### INSTRUCTIONS FOR THE TASK:
Without any omission, reproduce the records that follow.

### SOURCE MATERIAL:
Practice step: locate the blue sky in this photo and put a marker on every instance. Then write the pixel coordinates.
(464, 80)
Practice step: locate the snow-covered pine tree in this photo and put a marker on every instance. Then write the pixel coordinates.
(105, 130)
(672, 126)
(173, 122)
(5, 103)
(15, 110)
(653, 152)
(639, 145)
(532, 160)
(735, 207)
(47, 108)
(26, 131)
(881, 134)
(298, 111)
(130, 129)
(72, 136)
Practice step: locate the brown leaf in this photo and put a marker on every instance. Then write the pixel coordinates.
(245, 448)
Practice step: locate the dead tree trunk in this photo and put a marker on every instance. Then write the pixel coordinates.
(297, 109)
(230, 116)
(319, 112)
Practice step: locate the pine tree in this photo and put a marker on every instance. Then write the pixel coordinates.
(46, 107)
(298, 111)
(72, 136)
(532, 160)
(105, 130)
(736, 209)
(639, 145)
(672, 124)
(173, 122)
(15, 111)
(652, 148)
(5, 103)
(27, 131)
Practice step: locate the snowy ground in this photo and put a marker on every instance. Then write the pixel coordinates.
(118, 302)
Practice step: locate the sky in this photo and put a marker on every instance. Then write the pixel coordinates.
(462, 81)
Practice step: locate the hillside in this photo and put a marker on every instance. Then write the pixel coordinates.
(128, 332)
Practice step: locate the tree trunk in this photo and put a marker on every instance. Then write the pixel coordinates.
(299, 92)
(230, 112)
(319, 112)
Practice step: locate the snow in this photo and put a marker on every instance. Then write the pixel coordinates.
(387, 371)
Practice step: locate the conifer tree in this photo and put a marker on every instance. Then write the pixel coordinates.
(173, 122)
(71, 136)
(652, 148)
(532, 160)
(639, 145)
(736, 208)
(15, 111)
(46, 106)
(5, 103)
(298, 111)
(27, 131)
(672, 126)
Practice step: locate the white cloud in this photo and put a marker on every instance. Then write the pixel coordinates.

### TASK SOLUTION:
Practice step: locate the blue sky in this photo and put a marker on every instance. Then write the pixel coordinates.
(464, 80)
Practice step: locate the snow-covered pine tree in this photo and put a marker on every instance. Then write the pixel coordinates.
(105, 130)
(672, 126)
(173, 122)
(5, 103)
(15, 110)
(653, 152)
(639, 145)
(532, 160)
(735, 207)
(47, 108)
(26, 131)
(881, 134)
(298, 111)
(130, 129)
(72, 136)
Practice step: locate the brown leaf in this photo and put a marker on every instance. Then write the pixel coordinates.
(245, 448)
Practice step: locate the dead tree trunk in this photo and put a marker on every instance. Then write the pixel coordinates.
(297, 109)
(230, 116)
(319, 112)
Practice step: locate the pine tree in this photo and put a marker on every instance. Then write the pixel coordinates.
(46, 107)
(298, 111)
(72, 136)
(532, 160)
(105, 130)
(736, 209)
(639, 145)
(672, 124)
(173, 122)
(15, 111)
(652, 148)
(5, 103)
(27, 131)
Practice step: locate the snowy ground in this photo and put a marker on every instance. Then write the pixel coordinates.
(118, 302)
Practice step: locate the sky in this photo and put a marker on every instance. Then write the pixel coordinates.
(462, 81)
Practice step: locate the hillside in this photo and put a marker on every instance. Then write the pixel coordinates.
(128, 332)
Practice step: locate the tree trunk in this photo and put a marker on every instance. Then write the pixel coordinates.
(299, 92)
(230, 112)
(319, 112)
Practice step: locate the snow in this photo and put a marker on every instance. Then write the pixel coordinates.
(387, 371)
Practice step: locate the conifer tree in this photo and put a marker on every instance. Then write the pixel coordinates.
(173, 122)
(71, 136)
(652, 148)
(532, 160)
(639, 145)
(736, 208)
(15, 111)
(46, 106)
(5, 103)
(298, 111)
(27, 131)
(672, 126)
Practice step: locate the white cloud in this photo and put a marker on every instance. Then write the pixel coordinates.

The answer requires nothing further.